═══ Supplied records ═══

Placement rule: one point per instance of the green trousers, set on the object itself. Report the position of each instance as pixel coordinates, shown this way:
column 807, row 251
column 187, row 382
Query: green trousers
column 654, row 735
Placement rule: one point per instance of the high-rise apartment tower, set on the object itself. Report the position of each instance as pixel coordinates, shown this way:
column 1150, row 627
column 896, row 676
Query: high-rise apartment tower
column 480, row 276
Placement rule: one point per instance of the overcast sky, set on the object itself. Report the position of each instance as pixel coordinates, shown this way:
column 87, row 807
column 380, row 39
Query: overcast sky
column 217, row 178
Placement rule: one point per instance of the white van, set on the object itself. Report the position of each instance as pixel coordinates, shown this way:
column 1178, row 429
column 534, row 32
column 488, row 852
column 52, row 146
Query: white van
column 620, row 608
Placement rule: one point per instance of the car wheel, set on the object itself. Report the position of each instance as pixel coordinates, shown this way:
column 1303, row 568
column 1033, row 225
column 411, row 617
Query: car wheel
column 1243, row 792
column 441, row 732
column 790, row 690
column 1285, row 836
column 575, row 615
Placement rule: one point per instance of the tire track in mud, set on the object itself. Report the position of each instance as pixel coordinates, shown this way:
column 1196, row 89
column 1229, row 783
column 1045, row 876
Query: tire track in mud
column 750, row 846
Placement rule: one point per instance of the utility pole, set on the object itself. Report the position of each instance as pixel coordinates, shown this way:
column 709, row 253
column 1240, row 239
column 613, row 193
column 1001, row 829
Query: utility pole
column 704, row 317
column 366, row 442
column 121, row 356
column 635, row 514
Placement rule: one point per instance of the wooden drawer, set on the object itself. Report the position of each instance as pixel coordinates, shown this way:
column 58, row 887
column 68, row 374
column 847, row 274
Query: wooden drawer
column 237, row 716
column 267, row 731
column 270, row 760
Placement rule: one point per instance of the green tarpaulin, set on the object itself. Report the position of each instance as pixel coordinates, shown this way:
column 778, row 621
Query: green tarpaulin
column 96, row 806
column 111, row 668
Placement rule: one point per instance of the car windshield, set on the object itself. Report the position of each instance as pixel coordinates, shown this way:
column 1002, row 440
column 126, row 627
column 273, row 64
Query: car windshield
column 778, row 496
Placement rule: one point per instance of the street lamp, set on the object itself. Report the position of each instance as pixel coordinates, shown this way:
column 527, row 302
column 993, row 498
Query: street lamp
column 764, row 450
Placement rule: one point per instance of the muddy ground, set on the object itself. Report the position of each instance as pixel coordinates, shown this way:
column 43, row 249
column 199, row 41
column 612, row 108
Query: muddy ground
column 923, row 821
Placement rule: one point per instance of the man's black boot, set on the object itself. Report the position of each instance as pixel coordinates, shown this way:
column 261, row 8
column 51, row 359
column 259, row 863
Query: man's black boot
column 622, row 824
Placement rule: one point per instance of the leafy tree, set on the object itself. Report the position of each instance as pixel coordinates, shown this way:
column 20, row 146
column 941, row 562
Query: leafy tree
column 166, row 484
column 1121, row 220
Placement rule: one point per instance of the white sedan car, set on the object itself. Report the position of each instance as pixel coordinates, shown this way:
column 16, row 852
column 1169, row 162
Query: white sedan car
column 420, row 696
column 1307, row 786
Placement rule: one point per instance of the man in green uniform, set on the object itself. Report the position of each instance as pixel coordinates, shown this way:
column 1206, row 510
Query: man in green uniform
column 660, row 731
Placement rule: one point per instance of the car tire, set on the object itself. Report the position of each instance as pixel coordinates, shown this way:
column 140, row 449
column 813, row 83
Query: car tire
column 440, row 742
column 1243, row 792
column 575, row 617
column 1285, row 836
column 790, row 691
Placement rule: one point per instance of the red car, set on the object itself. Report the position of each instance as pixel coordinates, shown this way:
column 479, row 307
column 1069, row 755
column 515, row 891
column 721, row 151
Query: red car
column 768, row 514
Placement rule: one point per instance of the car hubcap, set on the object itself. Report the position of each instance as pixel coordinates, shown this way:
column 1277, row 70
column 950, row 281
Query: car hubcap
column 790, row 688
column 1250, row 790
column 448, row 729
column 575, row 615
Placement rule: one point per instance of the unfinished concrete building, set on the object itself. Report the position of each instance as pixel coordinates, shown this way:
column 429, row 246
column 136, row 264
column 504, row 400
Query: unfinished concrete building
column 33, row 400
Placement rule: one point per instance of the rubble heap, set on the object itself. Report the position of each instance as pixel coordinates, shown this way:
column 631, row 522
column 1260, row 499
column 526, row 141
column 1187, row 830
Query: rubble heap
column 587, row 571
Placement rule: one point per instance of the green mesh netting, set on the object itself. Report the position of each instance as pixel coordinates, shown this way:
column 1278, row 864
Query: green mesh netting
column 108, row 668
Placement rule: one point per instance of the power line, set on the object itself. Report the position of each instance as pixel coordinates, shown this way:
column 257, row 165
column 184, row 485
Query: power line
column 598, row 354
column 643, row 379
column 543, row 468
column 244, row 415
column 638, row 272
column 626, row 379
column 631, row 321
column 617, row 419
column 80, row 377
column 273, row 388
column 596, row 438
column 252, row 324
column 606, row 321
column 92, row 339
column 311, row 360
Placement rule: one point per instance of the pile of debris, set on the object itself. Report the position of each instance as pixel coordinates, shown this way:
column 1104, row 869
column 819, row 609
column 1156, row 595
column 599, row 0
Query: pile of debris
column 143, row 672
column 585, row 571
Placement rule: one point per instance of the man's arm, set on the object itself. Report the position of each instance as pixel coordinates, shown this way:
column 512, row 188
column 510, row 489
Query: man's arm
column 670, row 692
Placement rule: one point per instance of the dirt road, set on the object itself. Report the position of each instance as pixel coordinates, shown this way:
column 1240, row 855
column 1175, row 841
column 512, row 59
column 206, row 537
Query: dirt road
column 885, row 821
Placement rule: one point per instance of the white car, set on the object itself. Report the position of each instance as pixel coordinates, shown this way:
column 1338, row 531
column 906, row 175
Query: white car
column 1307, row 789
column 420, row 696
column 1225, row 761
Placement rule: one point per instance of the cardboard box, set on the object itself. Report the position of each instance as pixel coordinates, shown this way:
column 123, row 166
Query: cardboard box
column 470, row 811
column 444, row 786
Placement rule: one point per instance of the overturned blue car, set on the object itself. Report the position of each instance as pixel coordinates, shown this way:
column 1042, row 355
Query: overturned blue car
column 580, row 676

═══

● **Directions**
Please format the whole listing above as a Markdown table with two columns, Number for the row number and Text for the line, and omit any blank lines.

● **Answer below**
| Number | Text |
|---|---|
| 1 | Placement rule: one point per instance of the green trousers, set on the object itself. Report the position of each instance as pixel coordinates, shown this way: |
| 2 | column 807, row 251 |
| 3 | column 187, row 382 |
| 4 | Query: green trousers |
| 5 | column 654, row 735 |
| 6 | Placement rule: one point per instance of the high-rise apartment tower, set on the object itself. Report the position of each instance as pixel coordinates, shown this way: |
| 7 | column 1150, row 627 |
| 8 | column 896, row 676 |
| 9 | Query: high-rise apartment tower |
| 10 | column 480, row 276 |
| 11 | Placement rule: one point per instance of the overcast sky, set on the object itself. Report the position of each instance as pixel coordinates, shown this way: |
| 12 | column 87, row 807 |
| 13 | column 380, row 39 |
| 14 | Query: overcast sky |
| 15 | column 217, row 178 |
| 16 | Placement rule: one point per instance of the white van, set on the object itself. Report the position of each instance as pixel coordinates, shown this way: |
| 17 | column 1178, row 429 |
| 18 | column 534, row 32 |
| 19 | column 488, row 852 |
| 20 | column 52, row 146 |
| 21 | Query: white van |
| 22 | column 620, row 608 |
| 23 | Placement rule: one point per instance of the car wheel, set on the object itself. Report the position of each instance as pixel coordinates, shown this way: |
| 24 | column 1303, row 568 |
| 25 | column 1033, row 225 |
| 26 | column 411, row 617 |
| 27 | Query: car wheel |
| 28 | column 1243, row 792 |
| 29 | column 441, row 732 |
| 30 | column 790, row 690 |
| 31 | column 1285, row 836 |
| 32 | column 575, row 615 |
| 33 | Placement rule: one point per instance of the tire track in mud, set on the object itself. Report the position of each instance as pixel coordinates, shown this way: |
| 34 | column 1196, row 89 |
| 35 | column 1229, row 783 |
| 36 | column 1045, row 876 |
| 37 | Query: tire track in mud |
| 38 | column 750, row 846 |
| 39 | Placement rule: one point per instance of the utility pole, set on the object itself. Report the position of each instance as pixel coordinates, shown this way: |
| 40 | column 709, row 253 |
| 41 | column 1240, row 239 |
| 42 | column 613, row 193 |
| 43 | column 1001, row 829 |
| 44 | Query: utility pole |
| 45 | column 704, row 317 |
| 46 | column 366, row 442 |
| 47 | column 121, row 356 |
| 48 | column 635, row 514 |
| 49 | Placement rule: one point per instance of the wooden drawer, set on the object itself. Report the position of each instance as pixel coordinates, shown this way: |
| 50 | column 58, row 887 |
| 51 | column 68, row 374 |
| 52 | column 847, row 274 |
| 53 | Query: wooden drawer |
| 54 | column 237, row 716 |
| 55 | column 267, row 731 |
| 56 | column 270, row 760 |
| 57 | Placement rule: one point per instance of the green tarpaulin, set on the object itself. Report the position of each instance as pixel coordinates, shown this way: |
| 58 | column 778, row 621 |
| 59 | Query: green tarpaulin |
| 60 | column 96, row 806 |
| 61 | column 111, row 668 |
| 62 | Placement rule: one point per instance of the car windshield, set on the object itself. Report the position of each instance as pixel coordinates, shown this way: |
| 63 | column 1002, row 440 |
| 64 | column 126, row 627 |
| 65 | column 273, row 64 |
| 66 | Query: car windshield |
| 67 | column 778, row 496 |
| 68 | Placement rule: one point per instance of the street lamp, set on the object itself. Report the position of each instance as pixel coordinates, shown this way: |
| 69 | column 527, row 302 |
| 70 | column 993, row 498 |
| 71 | Query: street lamp |
| 72 | column 764, row 450 |
| 73 | Placement rule: one point per instance of the muddy ground, set on the object itself. Report the position of each instance as pixel coordinates, shown this way: |
| 74 | column 43, row 249 |
| 75 | column 199, row 41 |
| 76 | column 612, row 108 |
| 77 | Query: muddy ground |
| 78 | column 923, row 821 |
| 79 | Placement rule: one point per instance of the man's black boot, set on the object itself. Report the position of each instance as pixel coordinates, shown this way: |
| 80 | column 261, row 8 |
| 81 | column 51, row 359 |
| 82 | column 259, row 863 |
| 83 | Query: man's black boot |
| 84 | column 622, row 824 |
| 85 | Placement rule: one point per instance of the leafy tree, set on the object itself. Report the position of each instance as pixel coordinates, shown this way: |
| 86 | column 20, row 146 |
| 87 | column 941, row 562 |
| 88 | Query: leafy tree |
| 89 | column 166, row 484 |
| 90 | column 1121, row 220 |
| 91 | Placement rule: one point per instance of the white sedan car, set on the object itself. Report the position of each instance as pixel coordinates, shown this way: |
| 92 | column 16, row 852 |
| 93 | column 1169, row 162 |
| 94 | Query: white sedan car |
| 95 | column 420, row 696 |
| 96 | column 1307, row 786 |
| 97 | Placement rule: one point per instance of the man in green uniform, set on the object itself. Report the position of each instance as pixel coordinates, shown this way: |
| 98 | column 1206, row 510 |
| 99 | Query: man in green uniform |
| 100 | column 660, row 731 |
| 101 | Placement rule: one point per instance of the car tire, set on the object itself. Report the position of each instance as pixel coordinates, shown this way: |
| 102 | column 140, row 449 |
| 103 | column 813, row 83 |
| 104 | Query: car tire |
| 105 | column 440, row 742 |
| 106 | column 1243, row 792 |
| 107 | column 575, row 617 |
| 108 | column 1285, row 836 |
| 109 | column 790, row 691 |
| 110 | Placement rule: one point per instance of the red car, set on the object itself. Report the position of each instance as pixel coordinates, shown this way: |
| 111 | column 479, row 307 |
| 112 | column 1069, row 755 |
| 113 | column 515, row 891 |
| 114 | column 721, row 151 |
| 115 | Query: red car |
| 116 | column 768, row 514 |
| 117 | Placement rule: one point per instance of the car hubcap, set on the object itself. Report the position of each instance as pixel coordinates, shown this way: |
| 118 | column 1277, row 70 |
| 119 | column 950, row 281 |
| 120 | Query: car hubcap |
| 121 | column 790, row 688 |
| 122 | column 1250, row 790 |
| 123 | column 448, row 729 |
| 124 | column 575, row 615 |
| 125 | Placement rule: one point per instance of the unfinished concrete building, set on the object itself. Report the position of each instance as pixel coordinates, shown this way: |
| 126 | column 429, row 246 |
| 127 | column 136, row 264 |
| 128 | column 504, row 400 |
| 129 | Query: unfinished concrete building |
| 130 | column 33, row 400 |
| 131 | Placement rule: one point per instance of the rubble heap, set on the object itself. Report the position of each instance as pixel coordinates, shown this way: |
| 132 | column 631, row 522 |
| 133 | column 1260, row 499 |
| 134 | column 526, row 141 |
| 135 | column 1187, row 830 |
| 136 | Query: rubble heap |
| 137 | column 587, row 571 |
| 138 | Placement rule: one point per instance of the green mesh netting, set on the object itself. Report the position of each instance as pixel coordinates, shown this way: |
| 139 | column 1278, row 864 |
| 140 | Query: green mesh netting |
| 141 | column 108, row 668 |
| 142 | Placement rule: one point per instance of the power line, set on the object itself. Report the position of each instance as pixel coordinates, shown this way: |
| 143 | column 257, row 165 |
| 144 | column 184, row 485 |
| 145 | Query: power line |
| 146 | column 598, row 354 |
| 147 | column 643, row 379 |
| 148 | column 543, row 468 |
| 149 | column 244, row 415 |
| 150 | column 638, row 272 |
| 151 | column 626, row 379 |
| 152 | column 631, row 321 |
| 153 | column 617, row 419 |
| 154 | column 80, row 377 |
| 155 | column 273, row 388 |
| 156 | column 596, row 438 |
| 157 | column 252, row 324 |
| 158 | column 606, row 321 |
| 159 | column 92, row 339 |
| 160 | column 311, row 360 |
| 161 | Placement rule: one point per instance of the pile of debris, set on the object itself. Report the position of each instance as pixel coordinates, shown this way: |
| 162 | column 1104, row 869 |
| 163 | column 819, row 609 |
| 164 | column 1156, row 595 |
| 165 | column 599, row 0 |
| 166 | Query: pile of debris |
| 167 | column 143, row 672 |
| 168 | column 585, row 571 |
| 169 | Placement rule: one point per instance of the man's arm, set on the object itself. Report the position of each instance as pixel coordinates, shown this way: |
| 170 | column 512, row 188 |
| 171 | column 510, row 489 |
| 172 | Query: man's arm |
| 173 | column 670, row 692 |
| 174 | Placement rule: one point per instance of the dirt road, set on the object itself. Report the position of each instance as pixel coordinates, shown this way: |
| 175 | column 1240, row 855 |
| 176 | column 1175, row 841 |
| 177 | column 512, row 59 |
| 178 | column 206, row 537 |
| 179 | Query: dirt road |
| 180 | column 885, row 821 |
| 181 | Placement rule: one point per instance of the white car, set on the object itself. Report the position of each instance as pixel coordinates, shown this way: |
| 182 | column 1338, row 531 |
| 183 | column 906, row 175 |
| 184 | Query: white car |
| 185 | column 1307, row 789 |
| 186 | column 420, row 696 |
| 187 | column 1225, row 761 |
| 188 | Placement rule: one point per instance of the cardboard box, set on the object itself. Report the position of each instance as pixel coordinates, shown this way: |
| 189 | column 123, row 166 |
| 190 | Query: cardboard box |
| 191 | column 470, row 811 |
| 192 | column 444, row 786 |
| 193 | Placement rule: one point per instance of the overturned blue car, set on the object itself. Report the position of each instance as pixel coordinates, shown this way: |
| 194 | column 1042, row 355 |
| 195 | Query: overturned blue car |
| 196 | column 580, row 676 |